What needs to be done -> Repeat, exactly as written, the line containing "Where can the person with" and each line after it through the end of the data.

Entries supplied ->
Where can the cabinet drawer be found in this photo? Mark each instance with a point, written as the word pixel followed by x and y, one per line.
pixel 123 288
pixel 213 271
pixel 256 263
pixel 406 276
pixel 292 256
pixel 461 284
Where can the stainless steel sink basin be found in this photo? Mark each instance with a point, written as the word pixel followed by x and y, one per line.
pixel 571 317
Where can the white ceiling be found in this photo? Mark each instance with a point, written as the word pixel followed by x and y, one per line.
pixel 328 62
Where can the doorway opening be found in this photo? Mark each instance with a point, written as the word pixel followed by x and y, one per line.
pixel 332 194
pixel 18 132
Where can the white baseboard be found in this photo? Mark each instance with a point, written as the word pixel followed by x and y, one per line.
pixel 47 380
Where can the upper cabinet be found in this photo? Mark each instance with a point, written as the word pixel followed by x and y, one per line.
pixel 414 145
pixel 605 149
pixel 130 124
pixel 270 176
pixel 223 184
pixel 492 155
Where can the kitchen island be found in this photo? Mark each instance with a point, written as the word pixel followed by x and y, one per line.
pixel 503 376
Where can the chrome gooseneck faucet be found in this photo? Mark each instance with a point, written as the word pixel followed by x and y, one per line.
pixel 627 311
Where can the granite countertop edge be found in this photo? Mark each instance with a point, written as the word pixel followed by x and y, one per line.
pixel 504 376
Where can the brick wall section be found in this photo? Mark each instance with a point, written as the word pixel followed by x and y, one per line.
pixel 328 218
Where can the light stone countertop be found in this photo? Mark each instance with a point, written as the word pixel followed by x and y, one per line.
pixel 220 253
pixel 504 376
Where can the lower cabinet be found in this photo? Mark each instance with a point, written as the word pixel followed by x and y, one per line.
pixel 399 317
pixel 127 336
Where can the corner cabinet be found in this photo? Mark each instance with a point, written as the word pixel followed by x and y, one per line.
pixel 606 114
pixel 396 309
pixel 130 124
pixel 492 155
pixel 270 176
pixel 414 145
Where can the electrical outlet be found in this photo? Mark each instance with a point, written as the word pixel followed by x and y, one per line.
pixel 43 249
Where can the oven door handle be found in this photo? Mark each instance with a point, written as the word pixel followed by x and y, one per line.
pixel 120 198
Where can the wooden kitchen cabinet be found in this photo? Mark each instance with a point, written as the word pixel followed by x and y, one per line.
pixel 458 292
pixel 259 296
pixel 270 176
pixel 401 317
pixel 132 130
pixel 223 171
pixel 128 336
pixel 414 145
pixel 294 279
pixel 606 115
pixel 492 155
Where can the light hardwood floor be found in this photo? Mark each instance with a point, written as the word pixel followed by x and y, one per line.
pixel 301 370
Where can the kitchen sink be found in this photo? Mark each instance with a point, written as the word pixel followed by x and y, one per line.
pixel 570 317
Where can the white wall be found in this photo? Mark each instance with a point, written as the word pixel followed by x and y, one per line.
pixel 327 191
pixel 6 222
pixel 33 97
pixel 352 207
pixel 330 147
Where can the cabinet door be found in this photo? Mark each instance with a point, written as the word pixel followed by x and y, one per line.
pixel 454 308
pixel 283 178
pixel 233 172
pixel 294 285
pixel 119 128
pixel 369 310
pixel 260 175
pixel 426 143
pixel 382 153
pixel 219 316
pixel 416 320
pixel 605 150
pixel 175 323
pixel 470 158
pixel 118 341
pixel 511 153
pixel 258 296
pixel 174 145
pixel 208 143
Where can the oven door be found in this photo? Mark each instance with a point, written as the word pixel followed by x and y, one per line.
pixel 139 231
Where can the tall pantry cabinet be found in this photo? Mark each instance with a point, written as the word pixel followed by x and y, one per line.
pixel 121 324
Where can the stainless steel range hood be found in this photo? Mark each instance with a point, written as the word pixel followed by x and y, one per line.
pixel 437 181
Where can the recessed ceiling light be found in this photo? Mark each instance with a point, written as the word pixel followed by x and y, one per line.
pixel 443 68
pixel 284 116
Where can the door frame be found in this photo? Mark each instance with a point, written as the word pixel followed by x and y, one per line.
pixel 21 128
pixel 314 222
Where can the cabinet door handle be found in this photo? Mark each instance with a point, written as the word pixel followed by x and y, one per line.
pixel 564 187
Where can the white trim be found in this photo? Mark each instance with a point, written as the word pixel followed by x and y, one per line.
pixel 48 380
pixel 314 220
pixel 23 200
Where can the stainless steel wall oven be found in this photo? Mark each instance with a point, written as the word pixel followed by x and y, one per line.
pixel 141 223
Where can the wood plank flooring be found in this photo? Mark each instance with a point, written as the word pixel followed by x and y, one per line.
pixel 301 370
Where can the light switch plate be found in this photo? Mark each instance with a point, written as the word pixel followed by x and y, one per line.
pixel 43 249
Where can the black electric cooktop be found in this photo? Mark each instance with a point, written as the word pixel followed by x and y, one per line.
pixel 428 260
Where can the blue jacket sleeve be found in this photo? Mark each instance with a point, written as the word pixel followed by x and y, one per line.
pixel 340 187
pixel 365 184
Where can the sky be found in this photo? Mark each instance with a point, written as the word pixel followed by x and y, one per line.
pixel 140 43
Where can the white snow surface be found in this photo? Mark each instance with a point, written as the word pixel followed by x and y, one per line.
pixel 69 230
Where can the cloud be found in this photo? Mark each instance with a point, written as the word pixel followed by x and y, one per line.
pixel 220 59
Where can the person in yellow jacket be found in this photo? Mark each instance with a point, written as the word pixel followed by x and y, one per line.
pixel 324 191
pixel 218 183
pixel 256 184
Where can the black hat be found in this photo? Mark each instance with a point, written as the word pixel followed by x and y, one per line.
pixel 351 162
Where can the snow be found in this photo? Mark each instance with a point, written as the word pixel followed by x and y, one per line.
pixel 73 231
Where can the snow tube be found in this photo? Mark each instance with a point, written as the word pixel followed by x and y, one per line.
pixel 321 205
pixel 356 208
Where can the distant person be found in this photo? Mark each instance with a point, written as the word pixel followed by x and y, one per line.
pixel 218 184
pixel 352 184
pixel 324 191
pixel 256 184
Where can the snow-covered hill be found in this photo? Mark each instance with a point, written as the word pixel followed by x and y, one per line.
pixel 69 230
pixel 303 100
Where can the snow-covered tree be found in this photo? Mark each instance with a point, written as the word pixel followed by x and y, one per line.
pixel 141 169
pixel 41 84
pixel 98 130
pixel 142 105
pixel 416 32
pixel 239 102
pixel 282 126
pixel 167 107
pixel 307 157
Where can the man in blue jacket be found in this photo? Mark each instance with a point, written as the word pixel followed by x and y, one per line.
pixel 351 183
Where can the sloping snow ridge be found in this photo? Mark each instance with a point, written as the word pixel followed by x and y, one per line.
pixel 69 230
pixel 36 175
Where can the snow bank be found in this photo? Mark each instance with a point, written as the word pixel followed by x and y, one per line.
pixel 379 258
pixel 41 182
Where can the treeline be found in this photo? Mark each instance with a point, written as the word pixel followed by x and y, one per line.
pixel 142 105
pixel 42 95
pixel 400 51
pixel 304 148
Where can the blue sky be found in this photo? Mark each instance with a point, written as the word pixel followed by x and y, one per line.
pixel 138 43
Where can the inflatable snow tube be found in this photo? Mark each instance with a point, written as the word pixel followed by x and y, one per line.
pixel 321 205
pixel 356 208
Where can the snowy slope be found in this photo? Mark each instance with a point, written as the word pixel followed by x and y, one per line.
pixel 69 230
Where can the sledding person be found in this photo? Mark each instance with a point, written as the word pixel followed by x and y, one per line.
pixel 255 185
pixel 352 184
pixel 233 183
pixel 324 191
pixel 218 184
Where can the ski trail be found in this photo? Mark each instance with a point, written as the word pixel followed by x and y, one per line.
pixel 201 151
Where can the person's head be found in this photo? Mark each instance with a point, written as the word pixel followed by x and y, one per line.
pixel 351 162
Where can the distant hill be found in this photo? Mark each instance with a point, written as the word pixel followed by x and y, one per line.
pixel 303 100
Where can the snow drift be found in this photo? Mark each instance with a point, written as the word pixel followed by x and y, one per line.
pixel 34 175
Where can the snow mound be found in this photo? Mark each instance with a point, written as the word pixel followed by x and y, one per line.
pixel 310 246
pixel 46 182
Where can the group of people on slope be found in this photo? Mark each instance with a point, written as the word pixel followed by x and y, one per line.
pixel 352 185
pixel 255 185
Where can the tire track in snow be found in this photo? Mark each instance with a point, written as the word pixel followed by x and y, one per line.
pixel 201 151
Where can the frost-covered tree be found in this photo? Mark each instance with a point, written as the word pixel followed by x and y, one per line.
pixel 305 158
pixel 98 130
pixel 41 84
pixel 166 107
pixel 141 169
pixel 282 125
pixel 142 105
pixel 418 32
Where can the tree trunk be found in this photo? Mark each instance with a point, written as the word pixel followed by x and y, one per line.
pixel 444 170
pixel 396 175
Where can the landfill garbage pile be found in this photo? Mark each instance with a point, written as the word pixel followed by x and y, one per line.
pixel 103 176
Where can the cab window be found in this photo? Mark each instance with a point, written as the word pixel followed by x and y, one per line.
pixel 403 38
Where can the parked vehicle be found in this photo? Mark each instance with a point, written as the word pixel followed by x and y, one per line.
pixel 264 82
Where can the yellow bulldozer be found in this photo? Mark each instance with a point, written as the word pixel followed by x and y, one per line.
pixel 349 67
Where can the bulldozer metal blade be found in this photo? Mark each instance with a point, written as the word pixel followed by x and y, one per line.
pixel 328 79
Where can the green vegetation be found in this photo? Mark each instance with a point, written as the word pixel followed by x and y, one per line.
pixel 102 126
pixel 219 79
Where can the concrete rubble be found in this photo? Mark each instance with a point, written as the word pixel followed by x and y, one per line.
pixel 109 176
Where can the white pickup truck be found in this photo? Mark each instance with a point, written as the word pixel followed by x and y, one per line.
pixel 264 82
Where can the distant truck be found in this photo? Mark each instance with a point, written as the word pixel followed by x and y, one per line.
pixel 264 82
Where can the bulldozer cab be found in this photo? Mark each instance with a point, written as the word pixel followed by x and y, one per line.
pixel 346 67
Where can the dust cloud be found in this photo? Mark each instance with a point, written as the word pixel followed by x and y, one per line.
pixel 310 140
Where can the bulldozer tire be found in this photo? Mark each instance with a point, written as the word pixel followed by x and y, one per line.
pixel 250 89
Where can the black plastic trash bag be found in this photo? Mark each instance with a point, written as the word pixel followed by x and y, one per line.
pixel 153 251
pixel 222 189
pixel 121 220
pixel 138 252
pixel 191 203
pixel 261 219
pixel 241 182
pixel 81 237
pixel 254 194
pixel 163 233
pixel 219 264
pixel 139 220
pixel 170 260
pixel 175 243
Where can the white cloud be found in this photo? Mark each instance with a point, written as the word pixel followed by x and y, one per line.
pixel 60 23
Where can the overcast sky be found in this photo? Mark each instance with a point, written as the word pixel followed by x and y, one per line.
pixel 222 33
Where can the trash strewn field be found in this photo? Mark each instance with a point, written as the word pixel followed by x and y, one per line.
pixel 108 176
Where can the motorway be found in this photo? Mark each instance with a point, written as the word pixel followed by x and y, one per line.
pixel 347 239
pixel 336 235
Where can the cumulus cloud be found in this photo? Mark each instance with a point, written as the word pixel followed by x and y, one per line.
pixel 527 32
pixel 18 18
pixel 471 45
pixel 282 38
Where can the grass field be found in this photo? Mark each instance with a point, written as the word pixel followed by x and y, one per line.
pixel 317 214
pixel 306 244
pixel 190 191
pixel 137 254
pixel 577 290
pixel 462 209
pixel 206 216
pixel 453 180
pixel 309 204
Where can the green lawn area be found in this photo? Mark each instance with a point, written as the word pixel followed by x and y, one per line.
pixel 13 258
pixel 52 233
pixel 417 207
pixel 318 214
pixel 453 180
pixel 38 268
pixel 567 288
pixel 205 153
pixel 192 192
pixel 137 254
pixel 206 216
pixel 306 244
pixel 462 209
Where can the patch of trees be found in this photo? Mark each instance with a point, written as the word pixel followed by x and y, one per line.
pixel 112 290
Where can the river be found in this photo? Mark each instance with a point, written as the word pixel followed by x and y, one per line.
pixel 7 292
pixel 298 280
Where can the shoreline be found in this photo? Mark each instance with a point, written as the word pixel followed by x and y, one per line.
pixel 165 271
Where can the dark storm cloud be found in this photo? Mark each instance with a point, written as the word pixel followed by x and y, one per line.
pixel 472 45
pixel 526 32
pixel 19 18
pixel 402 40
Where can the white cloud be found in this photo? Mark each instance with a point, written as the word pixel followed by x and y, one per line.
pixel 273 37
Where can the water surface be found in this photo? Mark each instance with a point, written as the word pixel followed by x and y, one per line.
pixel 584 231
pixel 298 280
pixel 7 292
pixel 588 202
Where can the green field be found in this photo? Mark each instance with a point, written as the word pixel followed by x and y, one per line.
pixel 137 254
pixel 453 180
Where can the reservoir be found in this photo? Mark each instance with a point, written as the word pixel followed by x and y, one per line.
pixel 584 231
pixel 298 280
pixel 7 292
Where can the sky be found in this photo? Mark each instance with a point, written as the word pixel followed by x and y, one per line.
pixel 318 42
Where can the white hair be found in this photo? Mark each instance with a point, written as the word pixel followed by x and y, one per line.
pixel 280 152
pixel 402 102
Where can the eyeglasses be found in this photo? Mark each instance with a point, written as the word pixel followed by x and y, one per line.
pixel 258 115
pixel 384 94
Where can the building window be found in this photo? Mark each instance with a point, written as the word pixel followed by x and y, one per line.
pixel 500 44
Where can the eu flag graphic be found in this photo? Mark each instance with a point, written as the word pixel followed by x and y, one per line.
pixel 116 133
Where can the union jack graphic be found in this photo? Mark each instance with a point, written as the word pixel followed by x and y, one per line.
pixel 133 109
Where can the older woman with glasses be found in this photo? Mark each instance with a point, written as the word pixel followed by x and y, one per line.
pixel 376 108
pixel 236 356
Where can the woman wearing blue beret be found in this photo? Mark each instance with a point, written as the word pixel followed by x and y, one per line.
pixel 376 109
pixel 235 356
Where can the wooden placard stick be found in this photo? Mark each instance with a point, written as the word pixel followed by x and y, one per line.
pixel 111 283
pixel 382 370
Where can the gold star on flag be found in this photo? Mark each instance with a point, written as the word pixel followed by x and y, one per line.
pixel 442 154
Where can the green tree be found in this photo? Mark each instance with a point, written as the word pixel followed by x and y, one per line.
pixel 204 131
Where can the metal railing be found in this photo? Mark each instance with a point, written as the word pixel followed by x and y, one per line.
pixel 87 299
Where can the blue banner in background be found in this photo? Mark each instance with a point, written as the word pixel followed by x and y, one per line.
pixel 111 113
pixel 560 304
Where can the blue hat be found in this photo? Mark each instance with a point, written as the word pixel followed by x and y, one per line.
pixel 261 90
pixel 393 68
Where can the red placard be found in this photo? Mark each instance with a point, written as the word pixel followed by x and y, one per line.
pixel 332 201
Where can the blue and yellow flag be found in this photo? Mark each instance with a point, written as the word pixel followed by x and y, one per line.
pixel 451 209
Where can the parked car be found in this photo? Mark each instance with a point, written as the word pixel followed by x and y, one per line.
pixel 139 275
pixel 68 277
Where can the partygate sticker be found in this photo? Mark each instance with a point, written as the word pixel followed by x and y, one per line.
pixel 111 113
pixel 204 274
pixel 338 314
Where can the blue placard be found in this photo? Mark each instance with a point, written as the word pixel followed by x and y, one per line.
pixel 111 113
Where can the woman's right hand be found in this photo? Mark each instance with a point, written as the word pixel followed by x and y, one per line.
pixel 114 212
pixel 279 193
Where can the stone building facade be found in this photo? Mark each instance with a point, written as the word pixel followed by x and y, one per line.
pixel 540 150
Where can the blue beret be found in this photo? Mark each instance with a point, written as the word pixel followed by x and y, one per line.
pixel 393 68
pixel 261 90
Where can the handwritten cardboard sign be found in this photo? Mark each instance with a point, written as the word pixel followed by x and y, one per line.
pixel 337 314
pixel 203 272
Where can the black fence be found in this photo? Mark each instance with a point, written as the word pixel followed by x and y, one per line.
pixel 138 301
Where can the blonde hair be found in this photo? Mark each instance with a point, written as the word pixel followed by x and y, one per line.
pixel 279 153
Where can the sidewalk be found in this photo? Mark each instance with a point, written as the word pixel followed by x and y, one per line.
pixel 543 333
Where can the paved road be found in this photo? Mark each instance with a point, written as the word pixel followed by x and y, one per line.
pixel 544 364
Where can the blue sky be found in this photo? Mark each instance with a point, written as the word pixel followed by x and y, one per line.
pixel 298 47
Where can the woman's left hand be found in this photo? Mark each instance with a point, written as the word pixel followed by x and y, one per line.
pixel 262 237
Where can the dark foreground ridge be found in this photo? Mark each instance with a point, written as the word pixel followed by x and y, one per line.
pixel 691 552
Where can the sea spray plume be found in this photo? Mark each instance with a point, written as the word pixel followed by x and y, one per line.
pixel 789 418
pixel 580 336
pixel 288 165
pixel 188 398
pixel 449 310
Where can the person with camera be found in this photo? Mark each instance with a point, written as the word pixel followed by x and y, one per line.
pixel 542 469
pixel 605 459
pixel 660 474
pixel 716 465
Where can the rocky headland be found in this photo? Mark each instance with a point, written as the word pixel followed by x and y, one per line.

Response ->
Where can the person with camera be found in this photo? Mark each instance with a point, written as the word pixel followed by x and y, one per line.
pixel 542 469
pixel 605 459
pixel 660 474
pixel 716 465
Where can the rocky headland be found in this photo? Mark each instance with a point, written as the word pixel followed by x and y, one per line.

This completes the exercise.